**EXTRACT:**
-- begin --

I was like, damn, like this is real, Like I'm not gonna see my kids. I was outcast, I was killed, and I was buried with sixty one years of dirt to lie in the tomb called prison. And I was shattered, you know, so much so when I went to prison, I had what you call delusions of reprieve. Something good's gonna happen. God is gonna open up the door and for me. You know, while I was sitting in prison, I wore my coat and my boots in my bunk. They say, man, why are you doing that? Because they
gonna come get me. Man, you're tripping. I was broken, right, So that's the gist of it.
But I see it also as just not losing hope. You had to believe that you weren't gonna spend sixty some years in prison. So I'm really interested in hearing because I did six and a half years, and it breaks my heart to know that you spent twenty five years in prison, and so I just want to hear about your strength and how you spent your time in prison, especially two of ten years. At that time, I believe I read you were in solitary confinement. So how did you keep yourself strong?
So, you know, in order to see somebody at their highest heights, you must know where they being that they low was lows. When I explained to you why I was that I was shattered. I could have gave up, but you can never give up on yourself. And you know when I came in, you know, I fought from day one.
I hit the law library.

-- end --

**RECORDS SHOWN:**
-- begin --

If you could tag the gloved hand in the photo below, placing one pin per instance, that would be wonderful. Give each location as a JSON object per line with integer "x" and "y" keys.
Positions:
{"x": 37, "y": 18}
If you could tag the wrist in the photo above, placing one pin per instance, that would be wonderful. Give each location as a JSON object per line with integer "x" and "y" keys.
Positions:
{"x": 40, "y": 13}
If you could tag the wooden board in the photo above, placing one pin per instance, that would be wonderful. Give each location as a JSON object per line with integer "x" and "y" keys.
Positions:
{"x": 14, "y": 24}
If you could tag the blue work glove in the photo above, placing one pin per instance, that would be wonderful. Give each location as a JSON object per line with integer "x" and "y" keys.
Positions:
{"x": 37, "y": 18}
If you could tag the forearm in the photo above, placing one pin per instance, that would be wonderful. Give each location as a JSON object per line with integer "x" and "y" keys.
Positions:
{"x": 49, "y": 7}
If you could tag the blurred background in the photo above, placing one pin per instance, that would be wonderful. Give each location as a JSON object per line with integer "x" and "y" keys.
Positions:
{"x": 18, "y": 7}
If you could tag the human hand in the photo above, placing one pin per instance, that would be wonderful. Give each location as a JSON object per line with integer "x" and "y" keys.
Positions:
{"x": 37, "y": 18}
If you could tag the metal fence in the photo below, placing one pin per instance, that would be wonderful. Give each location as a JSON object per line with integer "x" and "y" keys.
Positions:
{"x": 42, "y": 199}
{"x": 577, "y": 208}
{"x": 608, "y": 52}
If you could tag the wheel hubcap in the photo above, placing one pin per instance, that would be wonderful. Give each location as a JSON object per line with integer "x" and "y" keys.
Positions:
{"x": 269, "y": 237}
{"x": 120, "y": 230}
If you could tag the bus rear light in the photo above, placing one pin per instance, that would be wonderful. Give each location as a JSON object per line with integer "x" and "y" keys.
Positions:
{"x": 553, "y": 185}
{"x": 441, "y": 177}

-- end --

**TO-DO LIST:**
1) In the prison interview, list the words the first speaker uses to say what was done to him in the sentence that begins "I was outcast".
2) Carry the prison interview forward from its last line.
The records have no connection to the prison interview.

**SOLVED TASKS:**
1) outcast, killed, buried

2)
I learned how to really read a case law and understand it. And you know, I was eventually, you know, put on solitary for participating in the prison riot that I didn't even participate in. So I was left with the question why me? And that question was answered, why not me?
Why not me? You know? So I had to get myself together.
I had to eat, eat some spirit full, you know, eat some knowledge ful you know, every day. And one of the things that I learned when I was in solitary was acceptance, right acceptance. I had to accept that I was in that moment those circumstances, not the stance, the situation, but the things that are circumscribed around it. And once I started to accept that I got to go through this process, I became more creative with the tools around me. So my jail cell wasn't no longer
a jail cell. It wasn't solitary no more. It became solitude. It became a university, It became a healing center for me. It became, you know, a public speaking stage, you know, to the other solitary prisoners, the other eleven. So I did the best that I can do in there, and I impacted guys. My best moments in there was when I showed guys who were illiterate how to read, how to write right, when I gave somebody that was broken, man, I put them back together and gave them real confidence
and healing. See, they didn't see that when we was on the inside. When I had the mic, it don't matter. I'm the coldest ever, and I said it on record because I made them guys in their hope. That feel good, That feel good. That's what I do it for it right now?
Right well, Leon, congratulations on your self growth while and the shoe in solitary, and then also your motivation for you know, when you were in general population to try to help lift other young brothers that were in the system as well, and I'm sure you'll continue to do so while you're home. Laura, I want to circle back to you a little bit and talk about some things
that went wrong in Leon's trials, both of them. When you reviewed this case, did you see any evidence of ineffective counsel or prosecutor of misconduct, you know, that kind of thing.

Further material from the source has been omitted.